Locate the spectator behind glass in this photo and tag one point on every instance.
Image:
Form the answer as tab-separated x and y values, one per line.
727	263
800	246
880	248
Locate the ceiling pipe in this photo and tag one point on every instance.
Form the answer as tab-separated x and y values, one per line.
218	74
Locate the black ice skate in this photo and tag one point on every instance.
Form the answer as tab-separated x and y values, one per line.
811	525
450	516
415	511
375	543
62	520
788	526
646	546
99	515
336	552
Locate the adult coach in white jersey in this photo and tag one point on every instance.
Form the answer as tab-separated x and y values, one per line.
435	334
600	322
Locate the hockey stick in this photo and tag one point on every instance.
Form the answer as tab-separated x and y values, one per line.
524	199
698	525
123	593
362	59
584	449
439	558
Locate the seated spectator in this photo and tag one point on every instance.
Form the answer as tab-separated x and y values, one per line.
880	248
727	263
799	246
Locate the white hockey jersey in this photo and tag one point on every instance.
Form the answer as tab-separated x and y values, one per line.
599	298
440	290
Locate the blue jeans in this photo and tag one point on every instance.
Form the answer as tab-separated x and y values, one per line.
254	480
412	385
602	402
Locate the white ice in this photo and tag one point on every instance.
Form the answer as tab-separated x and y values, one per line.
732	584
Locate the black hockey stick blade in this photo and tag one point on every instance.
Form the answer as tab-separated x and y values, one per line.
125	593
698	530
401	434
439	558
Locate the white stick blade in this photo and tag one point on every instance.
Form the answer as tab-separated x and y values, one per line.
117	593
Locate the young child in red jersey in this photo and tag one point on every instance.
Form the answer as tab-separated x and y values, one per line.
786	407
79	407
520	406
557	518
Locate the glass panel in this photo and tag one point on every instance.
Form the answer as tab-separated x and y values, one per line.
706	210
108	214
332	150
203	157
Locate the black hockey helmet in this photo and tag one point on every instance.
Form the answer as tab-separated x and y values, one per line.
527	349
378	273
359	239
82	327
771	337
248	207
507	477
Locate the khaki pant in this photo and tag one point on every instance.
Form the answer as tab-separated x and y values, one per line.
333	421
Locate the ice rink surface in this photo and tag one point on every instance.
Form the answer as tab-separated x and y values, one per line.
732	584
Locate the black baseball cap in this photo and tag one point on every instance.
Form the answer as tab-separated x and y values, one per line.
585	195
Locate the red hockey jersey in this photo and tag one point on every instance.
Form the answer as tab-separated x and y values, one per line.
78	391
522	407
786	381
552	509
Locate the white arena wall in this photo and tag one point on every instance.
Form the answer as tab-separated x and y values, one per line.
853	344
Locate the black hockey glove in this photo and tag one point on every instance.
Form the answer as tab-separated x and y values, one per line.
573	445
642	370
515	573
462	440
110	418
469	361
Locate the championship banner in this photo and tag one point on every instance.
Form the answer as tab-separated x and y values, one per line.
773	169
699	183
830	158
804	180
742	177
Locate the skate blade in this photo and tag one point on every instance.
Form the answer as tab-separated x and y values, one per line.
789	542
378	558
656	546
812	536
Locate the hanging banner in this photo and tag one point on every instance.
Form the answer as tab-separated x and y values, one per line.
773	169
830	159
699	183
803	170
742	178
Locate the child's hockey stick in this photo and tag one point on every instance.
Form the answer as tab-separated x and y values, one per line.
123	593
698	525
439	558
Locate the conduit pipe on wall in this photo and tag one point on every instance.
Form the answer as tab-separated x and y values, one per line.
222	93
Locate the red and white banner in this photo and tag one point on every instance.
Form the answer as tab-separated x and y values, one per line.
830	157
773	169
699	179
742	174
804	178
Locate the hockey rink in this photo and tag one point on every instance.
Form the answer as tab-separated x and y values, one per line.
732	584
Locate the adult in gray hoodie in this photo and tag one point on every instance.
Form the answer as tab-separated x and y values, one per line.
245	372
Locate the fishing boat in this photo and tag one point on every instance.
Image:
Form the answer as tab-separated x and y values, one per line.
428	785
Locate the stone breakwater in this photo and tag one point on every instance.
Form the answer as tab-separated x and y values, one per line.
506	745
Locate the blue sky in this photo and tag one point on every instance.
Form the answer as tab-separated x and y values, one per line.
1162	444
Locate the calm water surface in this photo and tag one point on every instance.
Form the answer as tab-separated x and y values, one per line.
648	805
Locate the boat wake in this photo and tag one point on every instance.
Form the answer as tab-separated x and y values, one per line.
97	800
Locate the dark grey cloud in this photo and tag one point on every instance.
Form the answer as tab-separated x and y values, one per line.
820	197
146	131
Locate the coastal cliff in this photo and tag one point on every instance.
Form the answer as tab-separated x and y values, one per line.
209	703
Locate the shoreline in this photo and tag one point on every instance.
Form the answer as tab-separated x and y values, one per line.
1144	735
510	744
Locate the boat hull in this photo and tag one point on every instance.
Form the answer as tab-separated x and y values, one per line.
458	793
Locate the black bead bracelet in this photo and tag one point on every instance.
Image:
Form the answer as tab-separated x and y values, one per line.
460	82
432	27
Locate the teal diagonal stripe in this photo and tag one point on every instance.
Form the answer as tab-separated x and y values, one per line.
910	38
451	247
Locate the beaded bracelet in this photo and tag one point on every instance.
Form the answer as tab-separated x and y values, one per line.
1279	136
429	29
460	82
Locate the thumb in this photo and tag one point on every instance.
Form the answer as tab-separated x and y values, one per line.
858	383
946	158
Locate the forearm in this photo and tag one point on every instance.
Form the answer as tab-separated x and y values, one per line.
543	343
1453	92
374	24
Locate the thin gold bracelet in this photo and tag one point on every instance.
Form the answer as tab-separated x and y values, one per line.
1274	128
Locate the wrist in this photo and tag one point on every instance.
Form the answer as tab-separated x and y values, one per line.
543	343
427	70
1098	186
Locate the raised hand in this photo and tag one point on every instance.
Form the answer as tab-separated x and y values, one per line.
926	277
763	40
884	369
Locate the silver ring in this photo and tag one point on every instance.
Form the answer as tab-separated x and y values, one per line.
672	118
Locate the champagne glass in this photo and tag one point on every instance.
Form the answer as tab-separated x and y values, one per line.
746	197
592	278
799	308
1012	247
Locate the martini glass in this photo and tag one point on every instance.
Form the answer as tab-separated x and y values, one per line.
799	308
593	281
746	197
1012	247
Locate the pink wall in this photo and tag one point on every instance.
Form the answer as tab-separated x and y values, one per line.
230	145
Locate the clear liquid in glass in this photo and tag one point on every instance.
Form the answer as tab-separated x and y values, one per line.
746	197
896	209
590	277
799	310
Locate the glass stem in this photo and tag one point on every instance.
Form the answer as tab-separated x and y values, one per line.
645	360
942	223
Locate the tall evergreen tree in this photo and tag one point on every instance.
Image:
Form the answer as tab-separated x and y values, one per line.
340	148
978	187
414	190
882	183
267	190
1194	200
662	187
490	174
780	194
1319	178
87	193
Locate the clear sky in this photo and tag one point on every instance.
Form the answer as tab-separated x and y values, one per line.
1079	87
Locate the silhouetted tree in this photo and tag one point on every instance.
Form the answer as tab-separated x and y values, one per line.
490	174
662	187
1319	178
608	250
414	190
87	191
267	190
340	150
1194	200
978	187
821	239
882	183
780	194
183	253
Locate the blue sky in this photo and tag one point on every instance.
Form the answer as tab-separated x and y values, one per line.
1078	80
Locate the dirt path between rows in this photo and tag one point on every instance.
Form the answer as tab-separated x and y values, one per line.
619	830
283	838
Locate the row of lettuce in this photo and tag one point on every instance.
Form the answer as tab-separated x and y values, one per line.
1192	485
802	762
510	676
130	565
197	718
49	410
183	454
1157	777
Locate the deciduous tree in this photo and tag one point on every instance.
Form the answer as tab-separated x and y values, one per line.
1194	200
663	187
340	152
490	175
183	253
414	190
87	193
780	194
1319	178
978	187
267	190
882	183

Work order:
Complete, exact output of the records is expected.

Solution to this exercise:
Locate the spectator behind glass in this photo and tag one point on every instance.
Image:
Form the answer as tab-separated x and y values, one per line.
727	263
800	246
880	248
Locate the ceiling pipe in this photo and tag one point on every instance.
Form the answer as tab-separated x and y values, one per line.
218	74
Locate the black ice skate in this photo and tag one point on every instance.
Form the answer as tab-separated x and y values, one per line.
811	525
450	516
415	511
375	543
62	520
788	526
646	546
99	515
336	552
Locate the adult coach in white jersey in this photo and tag one point on every instance.
Form the answer as tab-separated x and y values, one per line.
435	334
600	322
Locate the hockey stick in this photo and tag one point on every instance.
Form the answer as tab-separated x and y values, one per line.
524	199
698	525
123	593
362	59
584	449
439	558
Locate the seated spectator in this photo and tag one point on every instance.
Form the answer as tab-separated x and y values, one per line.
880	248
727	263
799	246
Locate the white hockey jersey in this photo and tag one point on every instance.
Form the answer as tab-separated x and y values, one per line.
599	298
440	290
Locate the blue jeans in this photo and tag one point on every instance.
Form the answer as tab-separated x and y values, one per line.
254	480
412	385
602	402
Locate the white ice in this photo and tag one point on every instance.
Form the answer as tab-separated x and y values, one per line.
732	584
Locate the black hockey stick blade in this photo and tag one point on every instance.
Form the answer as tab-separated x and y values, one per line.
125	593
698	530
401	434
439	558
Locate the white stick blade in this photo and tag one point on every instance.
Form the answer as tab-separated x and y values, one per line.
117	593
Locate the young child in red jersey in this photo and tag one point on every instance.
Form the answer as tab-separated x and y values, one per line.
786	407
79	407
520	406
557	518
Locate the glass panel in this photo and tag one point on every instance.
Form the answer as tab-separated x and y values, one per line.
706	210
108	214
332	150
203	157
Locate the black hockey helmet in this photo and tag one point on every instance.
Form the answer as tab-separated x and y values, one per line.
527	349
378	273
359	239
82	327
771	337
248	207
507	477
Locate the khaki pant in this photo and tag one point on every instance.
Form the answer as tab-separated x and y values, one per line.
333	421
Locate the ice rink surface in this photo and tag one point on every instance.
Form the answer as tab-separated x and y values, one per line.
732	584
Locate the black baseball cap in this photo and tag one point on every instance.
Form the answer as tab-separated x and y values, one per line.
585	195
Locate the red hockey jersey in this photo and tag one point on every instance.
Form the answer as tab-separated x and y values, one per line.
78	391
522	407
786	381
552	509
Locate the white arena wall in this photo and tag one point on every instance.
Form the answer as tab-separated x and y values, one per line.
853	344
Locate the black hockey glove in this photo and tag one point on every instance.
Form the answer as tab-separated x and y values, one per line.
573	445
642	370
515	573
462	440
110	418
469	361
Locate the championship banner in this photo and tag one point on every instance.
Form the answer as tab-separated x and y values, one per line.
773	169
699	183
830	158
804	180
742	177
Locate the skate blade in this photo and tag one point on every instance.
Form the answer as tab-separated x and y values, one per line.
789	542
378	558
656	546
812	536
Locate the hanging banner in this photo and tag one point on every instance.
Form the answer as tab-separated x and y values, one per line.
773	169
830	159
699	183
803	170
742	178
Locate the child's hockey stick in this photo and tag one point on every instance.
Form the answer as tab-separated x and y values, one per line.
123	593
698	525
439	558
Locate the conduit pipe on wall in this photo and tag one point on every instance.
Form the answer as tab-separated x and y values, one per line.
222	93
Locate the red and white banner in this photo and tag one point on every instance.
Form the answer as tab-separated x and y values, one per line.
830	157
773	169
699	179
742	174
804	178
Locate the hockey rink in this photo and tag one point on every instance.
Form the answer as tab-separated x and y values, one per line.
732	584
Locate the adult in gray hoodie in this photo and tag one point on every instance.
Form the answer as tab-separated x and y values, one per line.
245	372
Locate the fishing boat in this photo and tag one point on every instance.
Image:
Form the answer as tab-separated x and y values, one per line.
428	785
Locate the stone breakwater in this photo and tag one point on every instance.
Form the answer as tab-separated x and y values, one per line.
506	745
Locate the blue sky in this photo and tag one point on every instance.
Form the answer as tab-separated x and y values, one per line.
1162	444
Locate the calm water surface in this photo and tag one point on every instance.
Form the answer as tab-separated x and y values, one per line.
648	805
Locate the boat wake in this photo and tag one point on every instance.
Form the answer as tab-separated x and y values, one per line.
97	800
Locate the dark grey cloud in this photo and tag one point on every instance.
Form the answer as tab-separated x and y values, one per line.
820	197
146	131
Locate the coastal cliff in this photo and tag one point on every instance.
Form the answer as tab-separated x and y values, one per line.
209	703
Locate the shoreline in this photo and tag one point on every instance.
Form the answer as tab-separated x and y values, one per line.
1144	735
510	744
Locate the boat hull in this photo and tag one point on every instance.
Form the answer as tab-separated x and y values, one per line.
458	793
Locate the black bead bracelet in this photo and tag one point on every instance.
Image:
Form the answer as tab-separated x and y values, one per line.
460	82
432	27
Locate the teal diagonal stripe in this photo and tag one point on every instance.
Form the answer as tab-separated x and y values, one per line.
910	38
451	247
Locate the beaded bracelet in this photo and tag one point on every instance.
Form the answer as tab-separated x and y values, one per line.
1279	136
429	29
460	82
Locate the thumb in this photo and tag one point on every instance.
Form the answer as tab-separated x and y values, one per line.
858	383
946	158
Locate the forearm in this photo and tag one point on every instance.
Form the answer as tab-separated x and y values, one per line.
543	343
1453	92
374	24
Locate the thin gold bracelet in this photo and tag one point on every instance.
Form the answer as tab-separated x and y values, one per line.
1274	128
Locate the wrist in this photo and tag one point on every instance.
Form the answer as tab-separated x and y values, one per line.
543	343
427	70
1098	186
Locate the raised hand in this photo and tag one point on every instance.
Form the answer as tab-separated x and y values, one per line.
926	277
763	40
884	369
Locate the silver ring in this photo and tag one point on every instance.
Form the answer as tab-separated x and y values, one per line.
672	118
Locate the champagne glass in this photo and tag one point on every instance.
Form the answer as tab-separated x and y values, one per line.
746	197
592	278
799	308
1012	247
Locate the martini glass in this photo and tag one point on every instance.
Form the answer as tab-separated x and y values, one per line.
799	308
593	281
746	197
1012	247
Locate the pink wall in this photo and tag one point on every instance.
Form the answer as tab-separated x and y values, one per line.
230	145
Locate the clear liquid in glass in this photo and tag one point on every instance.
Form the answer as tab-separated x and y values, one per line.
746	197
896	209
590	277
799	310
Locate the glass stem in this photo and tag one point on every instance.
Form the answer as tab-separated x and y values, one per line.
645	360
942	223
Locate the tall evergreen tree in this photo and tag one point on every instance.
Image:
Form the answer as tab-separated x and y values, one per line.
340	148
978	187
414	190
882	183
267	190
1194	200
662	187
490	174
780	194
1319	178
87	193
Locate the clear sky in this photo and tag one point on every instance.
Form the answer as tab-separated x and y values, one per line.
1079	87
Locate the silhouetted tree in this photo and tag one point on every instance.
Form the answer as tab-separated x and y values, one per line.
490	174
662	187
1319	178
608	250
414	190
87	191
267	190
340	150
1194	200
978	187
821	239
882	183
780	194
183	253
Locate the blue sky in this photo and tag one point on every instance.
Form the answer as tab-separated x and y values, one per line.
1078	80
Locate the dirt path between rows in this photo and tag one point on every instance.
Form the answer as tab-separated x and y values, one per line.
619	830
283	838
Locate the row of lettuce in this photo and tag one point on every instance.
Form the answer as tab-separated x and y values, one per line.
1192	485
802	762
510	676
130	565
197	718
49	410
183	454
1157	777
Locate the deciduous tree in this photo and tag one point on every instance.
Form the answer as tab-separated x and y values, one per line.
1194	200
663	187
340	152
490	175
183	253
414	190
87	193
780	194
1319	178
978	187
267	190
882	183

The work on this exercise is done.